### PROBLEM STATEMENT
Find the line containing "of the child's" in the records below. Copy exactly that line and each one after it, ending at the line containing "the child sitting", and nothing more.

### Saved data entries
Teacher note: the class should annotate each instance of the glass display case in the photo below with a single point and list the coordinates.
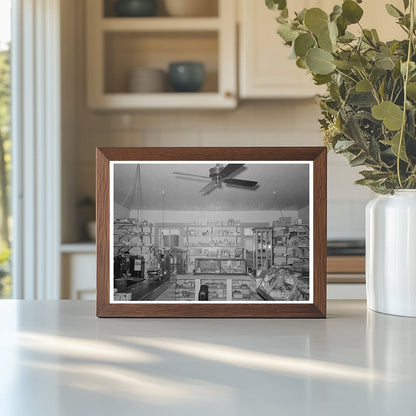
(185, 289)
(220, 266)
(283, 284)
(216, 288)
==
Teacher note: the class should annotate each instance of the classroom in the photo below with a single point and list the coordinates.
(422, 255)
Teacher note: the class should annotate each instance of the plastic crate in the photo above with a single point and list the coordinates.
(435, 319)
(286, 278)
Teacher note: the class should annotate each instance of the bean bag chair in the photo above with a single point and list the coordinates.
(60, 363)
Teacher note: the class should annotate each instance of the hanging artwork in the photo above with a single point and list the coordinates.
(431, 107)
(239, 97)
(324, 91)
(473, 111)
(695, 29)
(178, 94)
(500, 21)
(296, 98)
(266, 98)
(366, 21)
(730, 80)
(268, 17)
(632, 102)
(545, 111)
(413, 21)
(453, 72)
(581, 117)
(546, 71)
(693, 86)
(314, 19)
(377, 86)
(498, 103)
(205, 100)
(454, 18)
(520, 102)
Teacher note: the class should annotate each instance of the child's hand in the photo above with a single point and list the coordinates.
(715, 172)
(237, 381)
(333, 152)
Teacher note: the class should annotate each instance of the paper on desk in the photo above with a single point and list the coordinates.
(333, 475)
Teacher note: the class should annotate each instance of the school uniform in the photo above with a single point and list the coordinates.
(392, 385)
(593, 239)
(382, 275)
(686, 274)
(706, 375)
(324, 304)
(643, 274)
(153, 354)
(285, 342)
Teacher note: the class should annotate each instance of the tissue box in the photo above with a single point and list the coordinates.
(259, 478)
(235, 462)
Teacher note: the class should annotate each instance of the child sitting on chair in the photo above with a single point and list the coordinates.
--
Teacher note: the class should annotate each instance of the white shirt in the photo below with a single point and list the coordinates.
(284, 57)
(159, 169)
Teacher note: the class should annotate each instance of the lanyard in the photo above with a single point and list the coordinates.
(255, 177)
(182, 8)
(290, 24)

### TASK OUTPUT
Teacher note: the class should annotate each instance of the child's hand in the photo above with a single point and list the coordinates.
(715, 172)
(237, 381)
(333, 152)
Teacher note: the class should annotate each instance of the paper on desk in the photo above with a single point and list the coordinates.
(333, 475)
Teacher note: the class should annotate each instance of the school uniform in the photo above with a single point and list the coordinates.
(392, 385)
(593, 239)
(382, 275)
(686, 274)
(706, 375)
(324, 304)
(643, 274)
(153, 354)
(285, 342)
Teacher note: the class should annotate each instance of the tissue box in the photo above with a single point and list the coordinates.
(259, 478)
(235, 462)
Teacher note: the class should annotate each instance of the child sitting on chair in the photo above with a single point and list the coordinates.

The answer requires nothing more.